EXERCISE
Reproduce only the lines of the entries below between the line containing "is the forested" and the line containing "top-left (439, 294), bottom-right (832, 402)", inclusive, with "forested hill" replaced by "wooded hill" and nothing else altered.

INPUT ROWS
[BEGIN]

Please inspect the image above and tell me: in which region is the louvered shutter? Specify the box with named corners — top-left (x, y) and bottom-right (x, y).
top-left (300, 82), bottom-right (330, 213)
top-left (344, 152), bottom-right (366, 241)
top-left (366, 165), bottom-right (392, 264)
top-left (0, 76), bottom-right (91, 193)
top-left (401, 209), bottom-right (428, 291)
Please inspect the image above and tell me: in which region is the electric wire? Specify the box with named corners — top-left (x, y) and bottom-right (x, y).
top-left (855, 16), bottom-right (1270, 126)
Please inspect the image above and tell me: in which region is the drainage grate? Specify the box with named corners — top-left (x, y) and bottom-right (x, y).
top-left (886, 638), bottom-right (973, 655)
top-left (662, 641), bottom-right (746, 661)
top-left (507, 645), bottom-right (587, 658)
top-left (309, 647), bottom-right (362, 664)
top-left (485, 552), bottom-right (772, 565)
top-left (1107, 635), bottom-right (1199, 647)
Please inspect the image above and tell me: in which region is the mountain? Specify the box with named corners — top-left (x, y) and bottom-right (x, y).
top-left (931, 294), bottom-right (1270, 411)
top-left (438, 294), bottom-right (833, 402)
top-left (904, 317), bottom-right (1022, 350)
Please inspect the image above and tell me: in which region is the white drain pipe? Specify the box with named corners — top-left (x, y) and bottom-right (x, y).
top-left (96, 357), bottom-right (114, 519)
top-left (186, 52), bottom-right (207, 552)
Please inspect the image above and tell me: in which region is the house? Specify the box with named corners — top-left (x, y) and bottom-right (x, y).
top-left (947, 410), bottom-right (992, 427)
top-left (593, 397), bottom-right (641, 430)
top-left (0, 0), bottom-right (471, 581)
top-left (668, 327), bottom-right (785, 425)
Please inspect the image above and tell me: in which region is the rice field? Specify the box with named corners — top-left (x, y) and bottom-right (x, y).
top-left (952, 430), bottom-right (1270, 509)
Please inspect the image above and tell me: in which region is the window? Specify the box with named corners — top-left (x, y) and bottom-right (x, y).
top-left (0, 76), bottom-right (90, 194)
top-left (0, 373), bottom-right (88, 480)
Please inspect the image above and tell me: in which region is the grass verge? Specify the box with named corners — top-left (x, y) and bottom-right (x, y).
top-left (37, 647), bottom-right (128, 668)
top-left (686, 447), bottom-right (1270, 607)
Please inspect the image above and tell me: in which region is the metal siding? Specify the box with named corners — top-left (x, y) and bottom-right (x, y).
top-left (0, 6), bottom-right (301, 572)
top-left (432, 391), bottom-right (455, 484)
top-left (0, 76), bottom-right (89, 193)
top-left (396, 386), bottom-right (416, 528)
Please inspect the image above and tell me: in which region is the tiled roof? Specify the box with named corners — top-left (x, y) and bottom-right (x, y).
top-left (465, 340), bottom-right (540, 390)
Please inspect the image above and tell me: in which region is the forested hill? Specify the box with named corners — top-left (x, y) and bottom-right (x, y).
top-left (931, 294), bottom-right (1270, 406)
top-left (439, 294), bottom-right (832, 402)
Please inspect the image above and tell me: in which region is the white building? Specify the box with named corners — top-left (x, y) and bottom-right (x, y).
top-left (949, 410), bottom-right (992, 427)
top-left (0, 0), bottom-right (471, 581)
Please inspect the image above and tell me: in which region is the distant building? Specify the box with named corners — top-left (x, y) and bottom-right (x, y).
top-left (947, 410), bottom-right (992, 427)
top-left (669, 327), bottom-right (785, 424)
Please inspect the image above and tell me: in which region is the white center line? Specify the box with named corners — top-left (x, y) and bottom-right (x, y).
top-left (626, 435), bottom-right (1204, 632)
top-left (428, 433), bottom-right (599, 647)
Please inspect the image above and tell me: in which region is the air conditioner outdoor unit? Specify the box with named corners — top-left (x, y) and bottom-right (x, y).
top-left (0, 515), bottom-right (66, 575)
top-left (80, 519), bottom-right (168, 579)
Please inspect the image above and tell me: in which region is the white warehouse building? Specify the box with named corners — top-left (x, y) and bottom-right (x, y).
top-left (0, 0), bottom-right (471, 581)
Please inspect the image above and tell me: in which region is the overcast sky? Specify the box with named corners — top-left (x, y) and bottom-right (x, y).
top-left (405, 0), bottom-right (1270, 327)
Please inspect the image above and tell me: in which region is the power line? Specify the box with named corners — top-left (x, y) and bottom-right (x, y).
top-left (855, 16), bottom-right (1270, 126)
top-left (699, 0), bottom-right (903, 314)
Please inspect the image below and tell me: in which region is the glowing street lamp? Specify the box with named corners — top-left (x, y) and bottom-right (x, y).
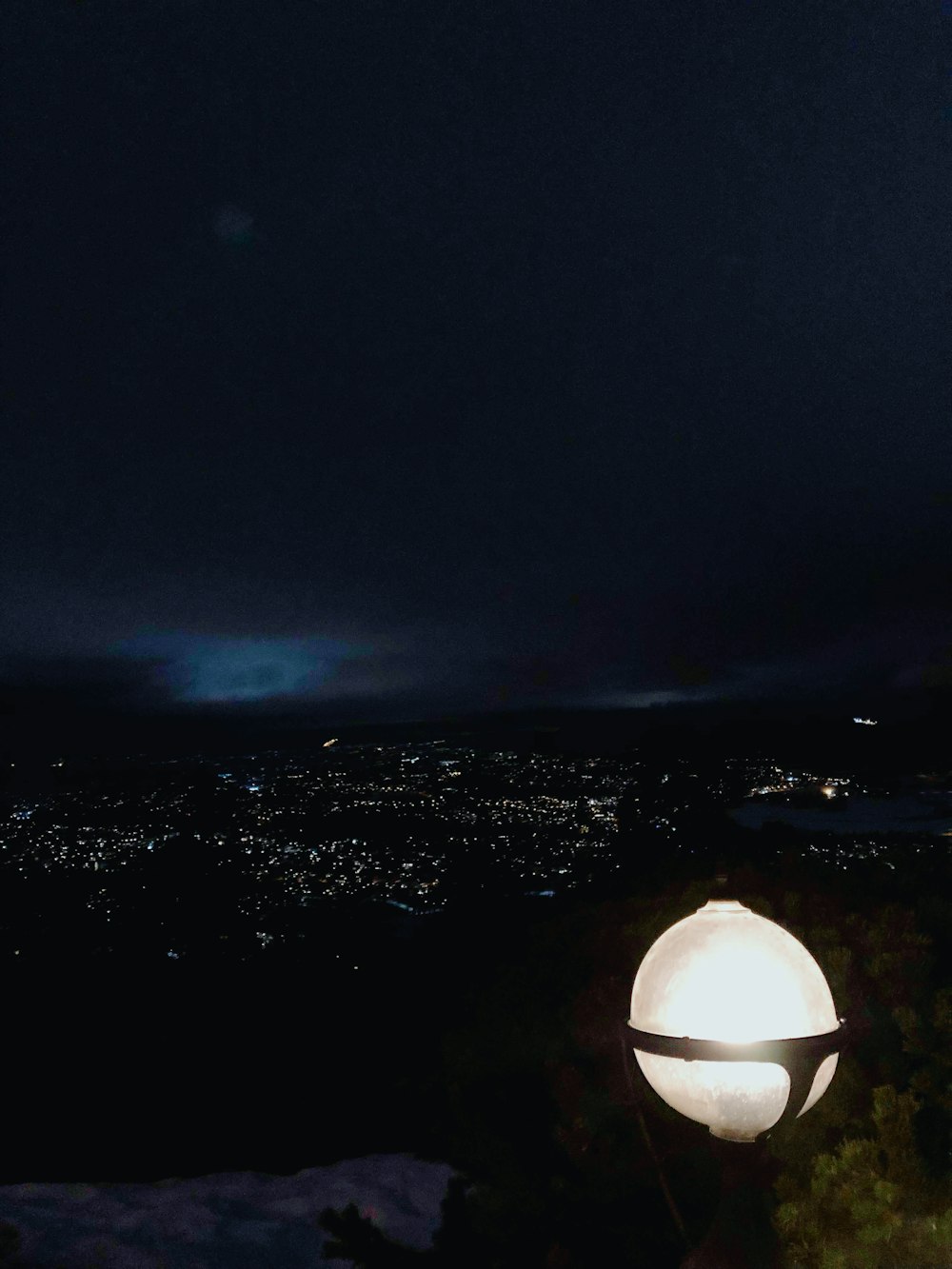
top-left (628, 900), bottom-right (843, 1142)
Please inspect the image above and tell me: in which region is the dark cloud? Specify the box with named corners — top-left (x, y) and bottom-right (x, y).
top-left (0, 0), bottom-right (952, 730)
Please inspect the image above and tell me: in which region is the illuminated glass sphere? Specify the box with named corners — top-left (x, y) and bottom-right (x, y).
top-left (631, 900), bottom-right (839, 1140)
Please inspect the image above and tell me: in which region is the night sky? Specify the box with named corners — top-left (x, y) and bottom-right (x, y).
top-left (0, 0), bottom-right (952, 736)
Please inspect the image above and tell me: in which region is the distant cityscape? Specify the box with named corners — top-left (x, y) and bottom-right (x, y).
top-left (0, 737), bottom-right (952, 956)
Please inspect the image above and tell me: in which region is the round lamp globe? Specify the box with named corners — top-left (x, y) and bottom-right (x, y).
top-left (629, 900), bottom-right (839, 1140)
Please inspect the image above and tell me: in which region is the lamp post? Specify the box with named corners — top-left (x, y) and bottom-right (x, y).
top-left (627, 900), bottom-right (843, 1269)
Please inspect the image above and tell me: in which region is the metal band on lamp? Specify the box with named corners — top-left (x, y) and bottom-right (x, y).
top-left (625, 1018), bottom-right (846, 1132)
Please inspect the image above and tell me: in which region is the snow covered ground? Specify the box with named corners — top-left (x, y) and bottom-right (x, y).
top-left (0, 1155), bottom-right (452, 1269)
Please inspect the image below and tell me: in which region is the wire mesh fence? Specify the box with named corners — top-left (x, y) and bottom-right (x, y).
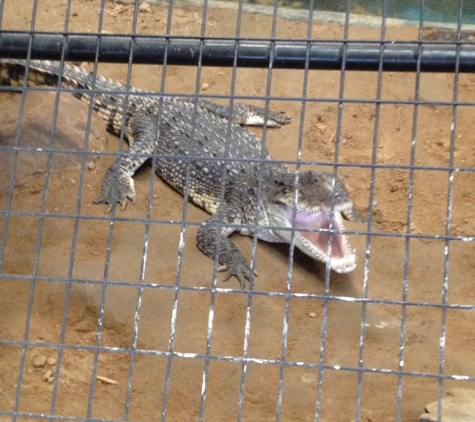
top-left (0, 0), bottom-right (475, 421)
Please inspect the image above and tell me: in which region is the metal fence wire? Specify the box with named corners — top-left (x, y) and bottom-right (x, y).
top-left (0, 0), bottom-right (475, 422)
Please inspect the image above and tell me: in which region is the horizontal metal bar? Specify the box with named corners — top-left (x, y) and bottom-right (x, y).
top-left (0, 31), bottom-right (475, 72)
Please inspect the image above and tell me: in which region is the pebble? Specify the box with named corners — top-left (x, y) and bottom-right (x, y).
top-left (43, 370), bottom-right (54, 382)
top-left (139, 2), bottom-right (152, 13)
top-left (33, 355), bottom-right (46, 368)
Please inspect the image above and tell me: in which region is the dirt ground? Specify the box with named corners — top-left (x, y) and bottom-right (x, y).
top-left (0, 0), bottom-right (475, 422)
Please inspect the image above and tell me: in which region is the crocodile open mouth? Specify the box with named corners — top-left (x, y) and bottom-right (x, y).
top-left (275, 206), bottom-right (356, 273)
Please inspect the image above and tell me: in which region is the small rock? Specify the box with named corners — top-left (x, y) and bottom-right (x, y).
top-left (33, 355), bottom-right (46, 368)
top-left (418, 388), bottom-right (475, 422)
top-left (139, 2), bottom-right (152, 13)
top-left (43, 370), bottom-right (54, 383)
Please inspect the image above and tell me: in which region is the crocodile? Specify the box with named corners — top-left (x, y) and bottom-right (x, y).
top-left (0, 59), bottom-right (365, 289)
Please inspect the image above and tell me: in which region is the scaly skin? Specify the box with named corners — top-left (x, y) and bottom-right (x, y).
top-left (0, 60), bottom-right (364, 288)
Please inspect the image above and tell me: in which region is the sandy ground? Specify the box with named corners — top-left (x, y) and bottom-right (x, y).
top-left (0, 0), bottom-right (475, 422)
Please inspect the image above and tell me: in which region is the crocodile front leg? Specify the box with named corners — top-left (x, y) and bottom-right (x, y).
top-left (196, 213), bottom-right (257, 289)
top-left (93, 112), bottom-right (158, 213)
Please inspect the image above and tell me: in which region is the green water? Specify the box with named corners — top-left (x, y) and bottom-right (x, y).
top-left (303, 0), bottom-right (475, 24)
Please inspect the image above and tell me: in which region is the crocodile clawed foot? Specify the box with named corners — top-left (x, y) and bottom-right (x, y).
top-left (242, 104), bottom-right (292, 127)
top-left (218, 259), bottom-right (258, 290)
top-left (92, 164), bottom-right (137, 213)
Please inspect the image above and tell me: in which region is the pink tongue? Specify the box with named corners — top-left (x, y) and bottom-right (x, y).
top-left (288, 211), bottom-right (344, 258)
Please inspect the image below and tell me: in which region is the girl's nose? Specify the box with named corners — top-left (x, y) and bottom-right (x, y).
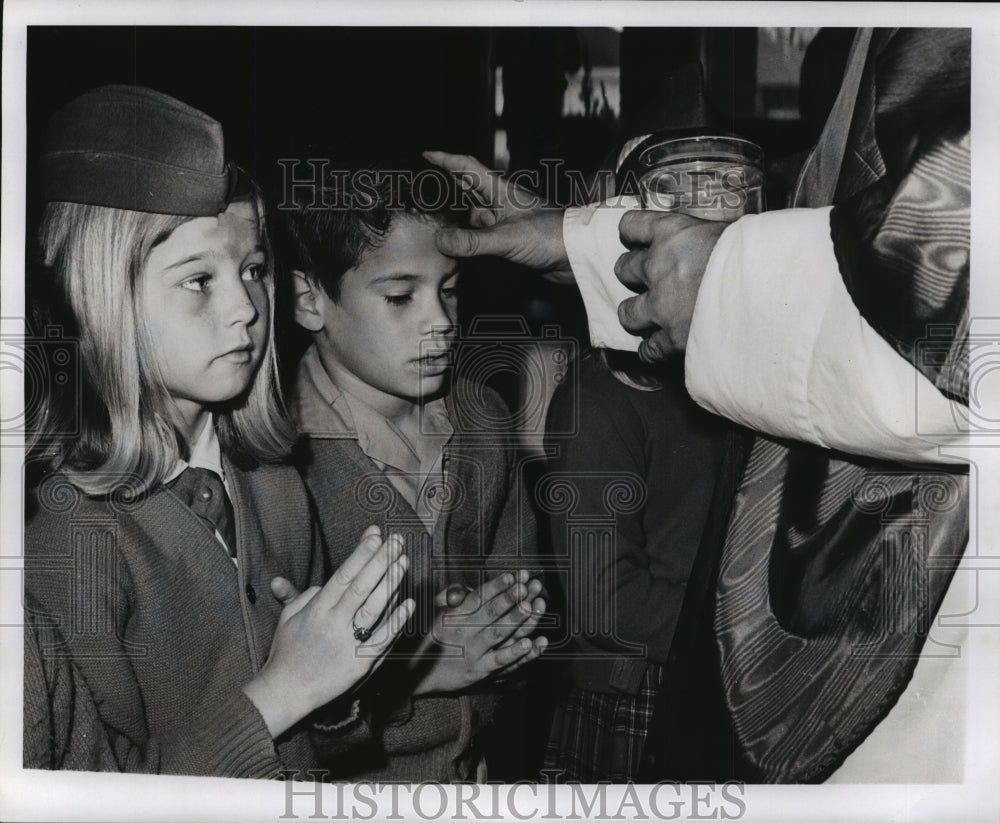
top-left (227, 279), bottom-right (263, 326)
top-left (426, 300), bottom-right (457, 336)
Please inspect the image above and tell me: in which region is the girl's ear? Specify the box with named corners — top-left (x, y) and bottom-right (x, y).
top-left (292, 269), bottom-right (326, 332)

[END]

THE ANSWER
Please inspect the image above and tell me: in which region is the wooded hill? Specify the box with named corners — top-left (x, y) and bottom-right (x, y).
top-left (931, 294), bottom-right (1270, 406)
top-left (439, 294), bottom-right (832, 402)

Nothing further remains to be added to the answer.